To do -> Please give again every line from the start of the records through the line holding "top-left (490, 63), bottom-right (574, 121)", inclusive, requests and all, with 68 added to each coordinate in the answers. Leave the pictures out, and keep the numbers in the requests and their format samples unchanged.

-- START --

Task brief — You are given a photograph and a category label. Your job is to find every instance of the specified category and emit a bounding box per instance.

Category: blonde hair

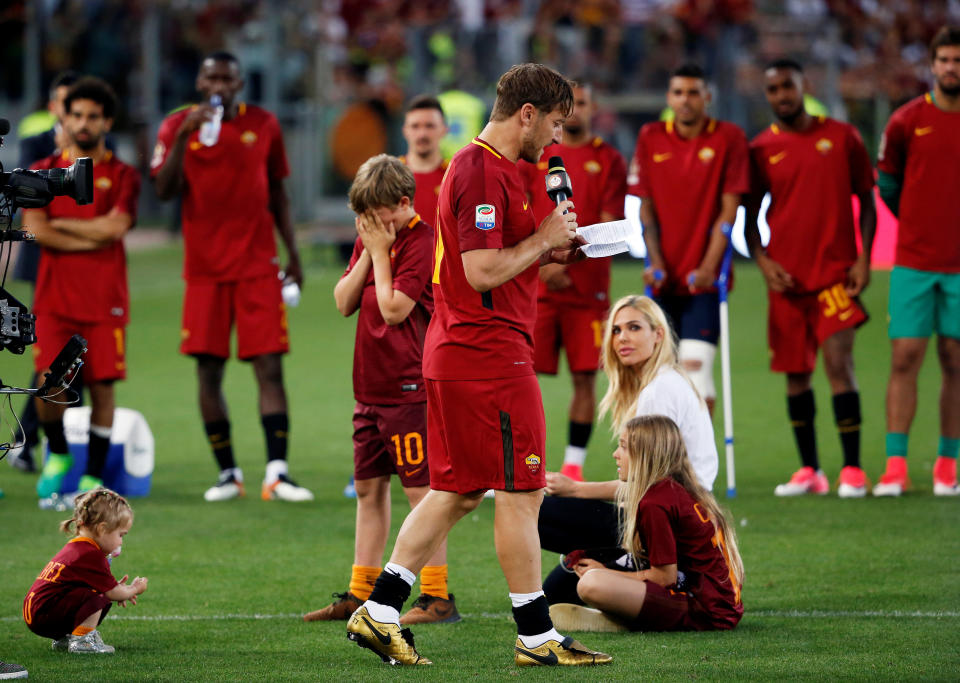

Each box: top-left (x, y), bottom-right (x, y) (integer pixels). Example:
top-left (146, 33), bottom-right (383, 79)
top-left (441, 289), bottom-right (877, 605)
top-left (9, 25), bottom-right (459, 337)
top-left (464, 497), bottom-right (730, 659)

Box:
top-left (60, 486), bottom-right (133, 536)
top-left (617, 415), bottom-right (743, 592)
top-left (600, 294), bottom-right (700, 434)
top-left (348, 154), bottom-right (417, 213)
top-left (490, 63), bottom-right (574, 121)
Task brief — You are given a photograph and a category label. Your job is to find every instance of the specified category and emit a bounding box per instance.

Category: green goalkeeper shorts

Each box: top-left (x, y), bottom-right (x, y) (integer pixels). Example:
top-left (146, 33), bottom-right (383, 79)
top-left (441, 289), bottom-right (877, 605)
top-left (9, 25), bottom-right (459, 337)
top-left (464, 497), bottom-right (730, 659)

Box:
top-left (887, 266), bottom-right (960, 339)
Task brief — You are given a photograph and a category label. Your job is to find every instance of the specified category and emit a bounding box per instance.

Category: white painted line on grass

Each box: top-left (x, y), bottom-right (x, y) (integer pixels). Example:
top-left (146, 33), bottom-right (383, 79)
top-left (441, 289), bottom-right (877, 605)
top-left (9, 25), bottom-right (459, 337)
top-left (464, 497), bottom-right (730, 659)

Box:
top-left (0, 610), bottom-right (960, 622)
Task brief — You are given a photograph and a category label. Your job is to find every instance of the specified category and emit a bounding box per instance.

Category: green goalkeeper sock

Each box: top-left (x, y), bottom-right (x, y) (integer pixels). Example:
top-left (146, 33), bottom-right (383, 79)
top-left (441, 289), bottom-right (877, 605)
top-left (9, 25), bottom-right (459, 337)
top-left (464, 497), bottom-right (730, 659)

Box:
top-left (37, 453), bottom-right (73, 498)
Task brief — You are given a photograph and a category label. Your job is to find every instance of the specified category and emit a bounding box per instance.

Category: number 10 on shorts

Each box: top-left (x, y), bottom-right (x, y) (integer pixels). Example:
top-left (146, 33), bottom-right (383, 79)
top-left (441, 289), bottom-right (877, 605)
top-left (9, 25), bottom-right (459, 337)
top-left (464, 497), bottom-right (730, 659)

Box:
top-left (390, 432), bottom-right (423, 467)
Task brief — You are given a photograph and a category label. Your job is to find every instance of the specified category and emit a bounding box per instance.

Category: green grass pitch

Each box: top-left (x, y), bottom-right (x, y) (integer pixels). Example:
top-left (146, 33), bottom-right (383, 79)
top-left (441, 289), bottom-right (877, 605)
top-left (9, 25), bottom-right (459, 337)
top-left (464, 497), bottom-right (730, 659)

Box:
top-left (0, 247), bottom-right (960, 681)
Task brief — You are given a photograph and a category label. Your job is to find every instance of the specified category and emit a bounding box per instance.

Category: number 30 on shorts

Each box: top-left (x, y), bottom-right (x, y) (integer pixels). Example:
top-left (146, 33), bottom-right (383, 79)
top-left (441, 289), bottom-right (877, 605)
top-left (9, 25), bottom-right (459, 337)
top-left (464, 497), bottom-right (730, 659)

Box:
top-left (817, 283), bottom-right (852, 320)
top-left (390, 432), bottom-right (423, 467)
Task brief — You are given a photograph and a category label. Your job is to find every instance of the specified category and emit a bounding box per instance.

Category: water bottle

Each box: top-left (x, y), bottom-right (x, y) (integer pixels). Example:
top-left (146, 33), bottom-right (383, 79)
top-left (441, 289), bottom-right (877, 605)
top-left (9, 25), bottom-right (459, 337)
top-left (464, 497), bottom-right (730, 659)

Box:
top-left (199, 95), bottom-right (223, 147)
top-left (278, 270), bottom-right (300, 308)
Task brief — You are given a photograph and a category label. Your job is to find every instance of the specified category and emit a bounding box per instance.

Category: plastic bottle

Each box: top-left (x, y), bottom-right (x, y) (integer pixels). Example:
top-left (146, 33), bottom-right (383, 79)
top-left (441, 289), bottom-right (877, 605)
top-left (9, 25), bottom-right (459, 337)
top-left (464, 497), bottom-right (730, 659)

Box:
top-left (279, 270), bottom-right (300, 308)
top-left (198, 95), bottom-right (223, 147)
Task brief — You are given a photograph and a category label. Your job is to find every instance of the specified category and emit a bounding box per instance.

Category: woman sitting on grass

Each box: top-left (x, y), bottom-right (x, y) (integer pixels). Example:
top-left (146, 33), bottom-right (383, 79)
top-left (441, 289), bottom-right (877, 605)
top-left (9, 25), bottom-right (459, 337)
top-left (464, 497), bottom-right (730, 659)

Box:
top-left (539, 295), bottom-right (718, 604)
top-left (558, 415), bottom-right (743, 631)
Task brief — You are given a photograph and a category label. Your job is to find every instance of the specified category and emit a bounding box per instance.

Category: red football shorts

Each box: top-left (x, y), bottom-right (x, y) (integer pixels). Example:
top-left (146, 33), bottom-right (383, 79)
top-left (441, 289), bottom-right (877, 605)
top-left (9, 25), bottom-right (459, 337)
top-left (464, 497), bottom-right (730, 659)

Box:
top-left (180, 275), bottom-right (290, 360)
top-left (353, 402), bottom-right (430, 487)
top-left (533, 300), bottom-right (606, 375)
top-left (426, 375), bottom-right (547, 493)
top-left (630, 581), bottom-right (739, 631)
top-left (23, 586), bottom-right (113, 640)
top-left (767, 283), bottom-right (868, 373)
top-left (33, 315), bottom-right (127, 382)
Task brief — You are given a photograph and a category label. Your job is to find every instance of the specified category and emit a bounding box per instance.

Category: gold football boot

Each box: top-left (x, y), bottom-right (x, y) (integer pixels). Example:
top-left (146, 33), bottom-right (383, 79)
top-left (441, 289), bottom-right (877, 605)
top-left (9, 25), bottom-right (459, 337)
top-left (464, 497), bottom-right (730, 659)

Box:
top-left (347, 607), bottom-right (433, 665)
top-left (514, 636), bottom-right (613, 666)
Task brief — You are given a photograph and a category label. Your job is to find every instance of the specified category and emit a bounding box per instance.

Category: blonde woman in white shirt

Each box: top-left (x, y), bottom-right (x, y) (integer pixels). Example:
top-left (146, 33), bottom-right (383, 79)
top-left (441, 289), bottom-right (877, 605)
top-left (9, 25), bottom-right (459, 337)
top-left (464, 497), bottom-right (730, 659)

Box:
top-left (539, 295), bottom-right (719, 604)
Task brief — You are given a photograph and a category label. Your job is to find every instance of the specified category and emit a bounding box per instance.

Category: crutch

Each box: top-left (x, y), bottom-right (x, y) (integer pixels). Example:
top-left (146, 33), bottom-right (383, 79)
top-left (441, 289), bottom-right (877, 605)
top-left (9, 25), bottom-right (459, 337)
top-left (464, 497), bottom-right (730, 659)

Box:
top-left (717, 223), bottom-right (737, 498)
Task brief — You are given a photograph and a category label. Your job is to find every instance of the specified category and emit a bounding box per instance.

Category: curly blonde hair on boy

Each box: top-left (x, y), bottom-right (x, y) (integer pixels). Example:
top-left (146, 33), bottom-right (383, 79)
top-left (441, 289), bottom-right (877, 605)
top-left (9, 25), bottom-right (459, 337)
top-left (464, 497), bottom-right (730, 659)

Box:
top-left (60, 486), bottom-right (133, 536)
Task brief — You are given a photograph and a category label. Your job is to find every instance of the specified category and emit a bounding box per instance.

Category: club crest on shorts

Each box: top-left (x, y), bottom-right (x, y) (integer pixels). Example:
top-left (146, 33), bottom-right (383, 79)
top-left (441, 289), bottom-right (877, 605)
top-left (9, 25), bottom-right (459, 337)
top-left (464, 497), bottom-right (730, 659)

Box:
top-left (476, 204), bottom-right (497, 230)
top-left (523, 453), bottom-right (540, 474)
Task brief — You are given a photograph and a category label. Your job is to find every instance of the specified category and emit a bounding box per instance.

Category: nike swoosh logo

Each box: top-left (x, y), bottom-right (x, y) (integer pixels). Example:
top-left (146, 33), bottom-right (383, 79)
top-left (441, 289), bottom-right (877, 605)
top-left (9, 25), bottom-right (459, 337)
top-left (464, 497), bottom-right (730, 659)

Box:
top-left (514, 647), bottom-right (559, 666)
top-left (360, 617), bottom-right (390, 657)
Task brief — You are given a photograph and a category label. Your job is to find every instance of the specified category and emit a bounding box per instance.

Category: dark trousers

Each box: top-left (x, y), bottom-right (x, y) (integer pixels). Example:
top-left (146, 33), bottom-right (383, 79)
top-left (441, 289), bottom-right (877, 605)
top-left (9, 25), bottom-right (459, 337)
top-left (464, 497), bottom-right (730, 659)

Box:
top-left (537, 496), bottom-right (619, 605)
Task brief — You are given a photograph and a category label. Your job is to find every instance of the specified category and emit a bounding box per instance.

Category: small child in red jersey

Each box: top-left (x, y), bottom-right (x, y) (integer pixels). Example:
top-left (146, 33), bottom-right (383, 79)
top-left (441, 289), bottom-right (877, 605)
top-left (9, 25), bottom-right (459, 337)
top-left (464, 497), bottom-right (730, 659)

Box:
top-left (564, 415), bottom-right (743, 631)
top-left (23, 488), bottom-right (147, 654)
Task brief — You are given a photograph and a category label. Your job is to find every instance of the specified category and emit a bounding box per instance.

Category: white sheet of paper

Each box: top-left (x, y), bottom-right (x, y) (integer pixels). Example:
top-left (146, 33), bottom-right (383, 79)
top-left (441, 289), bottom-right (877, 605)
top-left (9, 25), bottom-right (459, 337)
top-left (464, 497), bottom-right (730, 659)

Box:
top-left (577, 220), bottom-right (635, 244)
top-left (580, 242), bottom-right (630, 258)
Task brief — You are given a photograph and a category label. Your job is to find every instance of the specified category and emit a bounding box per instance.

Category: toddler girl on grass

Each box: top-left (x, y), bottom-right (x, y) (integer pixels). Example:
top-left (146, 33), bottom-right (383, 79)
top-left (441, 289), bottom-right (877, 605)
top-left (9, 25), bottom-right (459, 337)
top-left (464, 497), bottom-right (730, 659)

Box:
top-left (23, 488), bottom-right (147, 654)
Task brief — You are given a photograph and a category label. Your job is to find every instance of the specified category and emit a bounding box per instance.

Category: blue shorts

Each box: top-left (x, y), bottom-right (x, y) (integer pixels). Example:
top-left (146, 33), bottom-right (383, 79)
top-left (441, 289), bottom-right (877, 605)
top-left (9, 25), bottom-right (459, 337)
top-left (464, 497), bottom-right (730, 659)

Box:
top-left (654, 292), bottom-right (720, 344)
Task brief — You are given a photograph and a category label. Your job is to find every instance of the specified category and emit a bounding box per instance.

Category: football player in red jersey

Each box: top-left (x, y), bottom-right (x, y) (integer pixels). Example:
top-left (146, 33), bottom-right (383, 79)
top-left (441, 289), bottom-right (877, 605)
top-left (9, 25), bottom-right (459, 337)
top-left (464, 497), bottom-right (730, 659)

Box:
top-left (745, 60), bottom-right (877, 498)
top-left (628, 64), bottom-right (750, 412)
top-left (151, 52), bottom-right (313, 501)
top-left (518, 84), bottom-right (627, 481)
top-left (873, 26), bottom-right (960, 496)
top-left (401, 95), bottom-right (447, 225)
top-left (23, 77), bottom-right (140, 498)
top-left (347, 64), bottom-right (611, 666)
top-left (303, 154), bottom-right (460, 624)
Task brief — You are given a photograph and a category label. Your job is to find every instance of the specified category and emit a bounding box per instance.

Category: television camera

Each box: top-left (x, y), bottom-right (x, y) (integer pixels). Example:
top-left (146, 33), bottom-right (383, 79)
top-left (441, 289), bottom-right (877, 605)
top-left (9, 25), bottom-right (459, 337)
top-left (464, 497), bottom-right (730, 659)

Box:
top-left (0, 119), bottom-right (93, 398)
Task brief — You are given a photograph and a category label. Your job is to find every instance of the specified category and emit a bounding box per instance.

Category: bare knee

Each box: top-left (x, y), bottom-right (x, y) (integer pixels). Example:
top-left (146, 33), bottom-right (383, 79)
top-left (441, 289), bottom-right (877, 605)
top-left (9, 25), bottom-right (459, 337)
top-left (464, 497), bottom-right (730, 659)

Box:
top-left (937, 337), bottom-right (960, 378)
top-left (354, 477), bottom-right (390, 507)
top-left (197, 356), bottom-right (226, 391)
top-left (253, 353), bottom-right (283, 386)
top-left (577, 569), bottom-right (603, 605)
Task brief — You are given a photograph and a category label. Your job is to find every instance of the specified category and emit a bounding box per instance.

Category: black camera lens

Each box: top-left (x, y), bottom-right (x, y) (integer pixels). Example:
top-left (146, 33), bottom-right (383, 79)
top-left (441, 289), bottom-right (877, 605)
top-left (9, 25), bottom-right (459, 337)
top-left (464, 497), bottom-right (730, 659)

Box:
top-left (39, 157), bottom-right (93, 204)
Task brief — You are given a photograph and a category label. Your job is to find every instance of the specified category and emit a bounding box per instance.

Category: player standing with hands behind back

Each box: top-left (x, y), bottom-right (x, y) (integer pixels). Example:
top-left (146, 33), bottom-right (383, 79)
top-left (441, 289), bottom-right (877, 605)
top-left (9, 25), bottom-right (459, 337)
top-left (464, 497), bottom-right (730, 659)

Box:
top-left (23, 77), bottom-right (140, 498)
top-left (873, 26), bottom-right (960, 496)
top-left (518, 84), bottom-right (627, 481)
top-left (745, 59), bottom-right (877, 498)
top-left (628, 64), bottom-right (750, 412)
top-left (150, 52), bottom-right (313, 501)
top-left (347, 64), bottom-right (611, 666)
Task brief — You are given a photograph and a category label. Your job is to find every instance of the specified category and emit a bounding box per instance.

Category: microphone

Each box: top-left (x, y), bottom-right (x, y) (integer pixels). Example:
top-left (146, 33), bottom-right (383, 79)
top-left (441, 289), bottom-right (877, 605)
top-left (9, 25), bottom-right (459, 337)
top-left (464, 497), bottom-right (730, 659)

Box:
top-left (544, 157), bottom-right (573, 213)
top-left (0, 230), bottom-right (36, 243)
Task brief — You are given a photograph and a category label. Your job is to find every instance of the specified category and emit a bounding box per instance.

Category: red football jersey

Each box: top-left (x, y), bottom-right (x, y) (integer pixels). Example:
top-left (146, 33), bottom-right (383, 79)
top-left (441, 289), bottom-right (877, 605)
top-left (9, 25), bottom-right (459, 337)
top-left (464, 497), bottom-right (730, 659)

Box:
top-left (628, 119), bottom-right (750, 295)
top-left (150, 104), bottom-right (290, 282)
top-left (423, 138), bottom-right (539, 380)
top-left (637, 479), bottom-right (743, 627)
top-left (517, 138), bottom-right (627, 308)
top-left (31, 151), bottom-right (140, 324)
top-left (23, 536), bottom-right (118, 618)
top-left (400, 157), bottom-right (448, 225)
top-left (344, 216), bottom-right (433, 405)
top-left (750, 117), bottom-right (873, 292)
top-left (877, 93), bottom-right (960, 273)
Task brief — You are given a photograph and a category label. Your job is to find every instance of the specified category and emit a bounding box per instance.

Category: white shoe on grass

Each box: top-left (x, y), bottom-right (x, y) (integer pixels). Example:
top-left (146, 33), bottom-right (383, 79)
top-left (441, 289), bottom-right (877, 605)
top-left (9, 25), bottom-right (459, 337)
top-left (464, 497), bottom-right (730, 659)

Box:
top-left (203, 467), bottom-right (246, 503)
top-left (260, 474), bottom-right (313, 503)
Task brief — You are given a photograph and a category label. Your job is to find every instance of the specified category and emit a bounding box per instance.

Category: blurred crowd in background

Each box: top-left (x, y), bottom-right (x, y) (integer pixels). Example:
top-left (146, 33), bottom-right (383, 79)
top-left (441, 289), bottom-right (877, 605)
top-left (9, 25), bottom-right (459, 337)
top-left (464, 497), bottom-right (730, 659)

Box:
top-left (0, 0), bottom-right (960, 218)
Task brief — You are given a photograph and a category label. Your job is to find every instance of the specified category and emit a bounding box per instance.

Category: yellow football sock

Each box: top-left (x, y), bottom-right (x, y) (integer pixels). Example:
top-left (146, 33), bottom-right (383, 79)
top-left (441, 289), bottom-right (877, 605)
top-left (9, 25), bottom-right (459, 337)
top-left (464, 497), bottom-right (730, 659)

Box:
top-left (350, 564), bottom-right (383, 600)
top-left (420, 564), bottom-right (450, 600)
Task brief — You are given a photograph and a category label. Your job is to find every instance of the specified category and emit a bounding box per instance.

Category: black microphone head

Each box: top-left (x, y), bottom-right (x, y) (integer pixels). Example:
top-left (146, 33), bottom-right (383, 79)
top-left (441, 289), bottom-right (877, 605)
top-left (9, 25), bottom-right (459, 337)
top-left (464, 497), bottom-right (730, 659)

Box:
top-left (544, 152), bottom-right (573, 202)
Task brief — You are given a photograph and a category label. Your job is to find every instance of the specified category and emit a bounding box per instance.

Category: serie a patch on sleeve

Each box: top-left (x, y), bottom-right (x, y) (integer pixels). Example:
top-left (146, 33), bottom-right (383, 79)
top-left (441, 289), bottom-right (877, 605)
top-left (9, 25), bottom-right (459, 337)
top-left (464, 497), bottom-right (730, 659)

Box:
top-left (476, 204), bottom-right (497, 230)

-- END --

Final result ->
Task brief — You are given a photograph and a category label. Your job is to find every instance of the specified category and emit a bounding box per instance.

Category: blonde hair


Each box: top-left (x, y), bottom-right (x, y) (integer pixels). Example:
top-left (146, 33), bottom-right (383, 79)
top-left (441, 289), bottom-right (877, 605)
top-left (9, 25), bottom-right (459, 337)
top-left (464, 497), bottom-right (730, 659)

Box:
top-left (128, 554), bottom-right (201, 604)
top-left (685, 483), bottom-right (811, 660)
top-left (668, 362), bottom-right (768, 502)
top-left (416, 222), bottom-right (485, 281)
top-left (558, 131), bottom-right (642, 189)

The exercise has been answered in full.